Document extract:

While Rubin felt well prepared for the competition, which had 23 semi-finalists, she was pleasantly surprised to make it to the finals.
“I knew some friends from school who applied but it took them a couple years to get in because it’s such a competitive program. So, when I made top 16, I was really surprised,” she says. “It’s such an honour to be picked and I want to thank the sponsors and organizers. I’m happy for everyone who’s involved. I’m grateful to be selected.”
While she has extensive experience in crop and livestock insurance, Rubin hopes to be paired with a mentor knowledgeable about cattle marketing.
She also hopes to fine-tune her skills as a sector advocate and expand her network in the industry.
“I want to be an advocate for the industry and let my passion show for the cattle industry,” she says.
She, along with her husband and young daughter, looks forward to one day applying her mentorship experience as ranchers. The family currently lives in Fort St. John and aspire to start their own ranch.
“[We] hope to move back to the country soon and become producers ourselves,” says Rubin.
For now, she enjoys lending a hand on her parent’s ranch, helping with calving, vaccinations and other tasks around the farm.
Amanda Miller grew up on a small family ranch and hopes to apply her schooling and career skills to her mentorship experience. She spent her childhood ranching, which led her to pursue education in natural resource management and rangeland ecology.
“I have a strong background in policy and I want to work on policy solutions to help maintain the competitiveness and economic viability of the beef industry,” she says. “I did my undergrad in the natural resource program at Thompson Rivers University in Kamloops and then I went onto the University of Alberta and got a graduate degree in rangeland and wildlife resources,” Miller says.
Miller has been a professional agrologist since 2016 and is the owner and founder of Palouse Rangeland Consulting in Lumby.

How to complete this task: List every town or city named in the article about the mentorship finalists. The material that follows has no connection to the article.

Dataset content:
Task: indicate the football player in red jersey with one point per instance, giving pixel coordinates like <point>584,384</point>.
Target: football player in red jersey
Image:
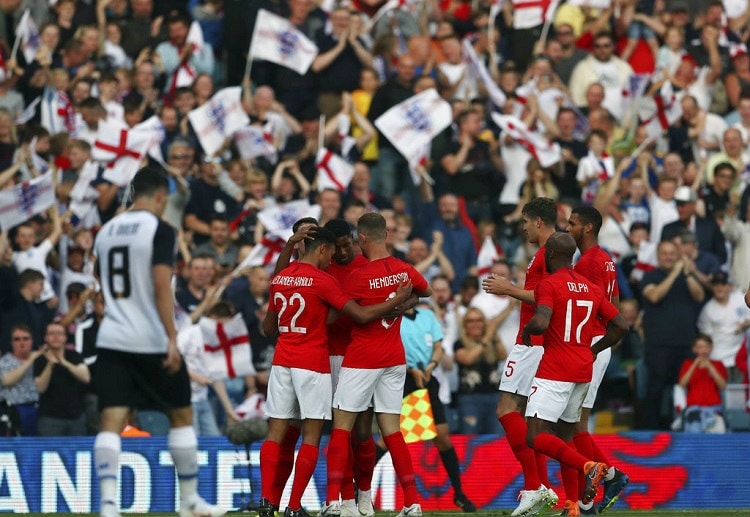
<point>599,268</point>
<point>567,307</point>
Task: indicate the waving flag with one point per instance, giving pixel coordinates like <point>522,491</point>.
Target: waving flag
<point>121,150</point>
<point>277,40</point>
<point>544,151</point>
<point>227,348</point>
<point>254,141</point>
<point>333,171</point>
<point>219,118</point>
<point>28,33</point>
<point>414,122</point>
<point>279,219</point>
<point>19,203</point>
<point>496,95</point>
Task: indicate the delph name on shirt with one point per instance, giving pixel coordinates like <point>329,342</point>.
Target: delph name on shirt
<point>387,281</point>
<point>577,288</point>
<point>297,281</point>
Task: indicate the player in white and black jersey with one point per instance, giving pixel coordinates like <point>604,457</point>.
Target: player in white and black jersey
<point>137,357</point>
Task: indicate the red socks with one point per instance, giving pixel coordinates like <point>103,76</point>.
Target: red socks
<point>555,448</point>
<point>515,432</point>
<point>307,458</point>
<point>403,467</point>
<point>364,453</point>
<point>338,451</point>
<point>269,466</point>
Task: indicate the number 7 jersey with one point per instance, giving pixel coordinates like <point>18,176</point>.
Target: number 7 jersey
<point>126,248</point>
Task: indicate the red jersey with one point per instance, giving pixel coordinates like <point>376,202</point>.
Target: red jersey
<point>599,268</point>
<point>339,332</point>
<point>378,343</point>
<point>575,304</point>
<point>702,389</point>
<point>300,295</point>
<point>536,270</point>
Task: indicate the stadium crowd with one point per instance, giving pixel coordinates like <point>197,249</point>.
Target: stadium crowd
<point>648,101</point>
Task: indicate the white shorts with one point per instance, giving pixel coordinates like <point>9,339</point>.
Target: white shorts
<point>520,368</point>
<point>335,361</point>
<point>556,400</point>
<point>600,368</point>
<point>383,388</point>
<point>296,393</point>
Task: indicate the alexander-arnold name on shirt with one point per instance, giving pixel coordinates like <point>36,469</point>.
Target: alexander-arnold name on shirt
<point>387,281</point>
<point>296,281</point>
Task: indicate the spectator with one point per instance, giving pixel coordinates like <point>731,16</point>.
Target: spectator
<point>60,376</point>
<point>704,379</point>
<point>18,389</point>
<point>670,295</point>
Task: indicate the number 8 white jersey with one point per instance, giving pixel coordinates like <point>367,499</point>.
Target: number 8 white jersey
<point>127,248</point>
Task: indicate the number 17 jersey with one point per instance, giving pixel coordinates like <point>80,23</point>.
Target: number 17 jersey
<point>126,249</point>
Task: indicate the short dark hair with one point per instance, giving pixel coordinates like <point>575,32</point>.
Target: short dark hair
<point>589,215</point>
<point>372,224</point>
<point>148,181</point>
<point>542,207</point>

Worked solution: Fort St. John, Kamloops, Lumby